### Data supplied ###

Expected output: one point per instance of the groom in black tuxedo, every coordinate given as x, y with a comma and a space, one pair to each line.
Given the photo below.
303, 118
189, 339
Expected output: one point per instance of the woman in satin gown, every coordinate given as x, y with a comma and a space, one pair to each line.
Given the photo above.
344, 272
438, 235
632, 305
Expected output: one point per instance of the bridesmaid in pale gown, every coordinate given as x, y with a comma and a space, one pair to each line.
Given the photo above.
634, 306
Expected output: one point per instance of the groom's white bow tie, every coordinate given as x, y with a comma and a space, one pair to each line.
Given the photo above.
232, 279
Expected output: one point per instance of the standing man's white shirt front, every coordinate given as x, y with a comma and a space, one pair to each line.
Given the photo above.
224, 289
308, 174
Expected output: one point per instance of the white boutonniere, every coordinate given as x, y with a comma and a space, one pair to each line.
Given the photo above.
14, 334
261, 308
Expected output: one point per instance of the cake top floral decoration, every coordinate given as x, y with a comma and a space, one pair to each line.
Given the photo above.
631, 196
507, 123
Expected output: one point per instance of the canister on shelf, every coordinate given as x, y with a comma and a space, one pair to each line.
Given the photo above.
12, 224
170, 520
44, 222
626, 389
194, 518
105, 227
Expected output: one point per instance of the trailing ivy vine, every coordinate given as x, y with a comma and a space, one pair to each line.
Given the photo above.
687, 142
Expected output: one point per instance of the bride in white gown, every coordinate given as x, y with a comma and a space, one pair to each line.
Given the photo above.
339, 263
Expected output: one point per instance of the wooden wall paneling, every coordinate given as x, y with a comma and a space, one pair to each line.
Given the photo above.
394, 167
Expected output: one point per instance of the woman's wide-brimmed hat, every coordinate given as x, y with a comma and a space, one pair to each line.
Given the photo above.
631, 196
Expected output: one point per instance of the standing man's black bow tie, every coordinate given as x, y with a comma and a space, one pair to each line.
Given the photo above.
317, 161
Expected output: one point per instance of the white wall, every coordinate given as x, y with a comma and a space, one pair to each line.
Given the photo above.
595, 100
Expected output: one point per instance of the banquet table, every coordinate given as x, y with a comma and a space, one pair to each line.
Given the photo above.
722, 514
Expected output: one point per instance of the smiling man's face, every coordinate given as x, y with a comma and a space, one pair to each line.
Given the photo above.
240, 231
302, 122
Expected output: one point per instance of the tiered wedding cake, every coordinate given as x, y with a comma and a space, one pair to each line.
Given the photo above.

###

» **Written problem**:
Reproduce word for word the lines above, beginning with the line that contains "Expected output: one point per instance of the smiling" and continuing through the final line.

» **Exercise response**:
Expected output: one point per instance of the smiling man's face, every coordinate given as x, y with a comma and a space, one pair to each line.
Given the photo above.
240, 231
302, 122
Expected output: one point per instance of the tiered wedding cake, every coordinate given as x, y with a comma and a space, one pair to each line.
Given the photo above.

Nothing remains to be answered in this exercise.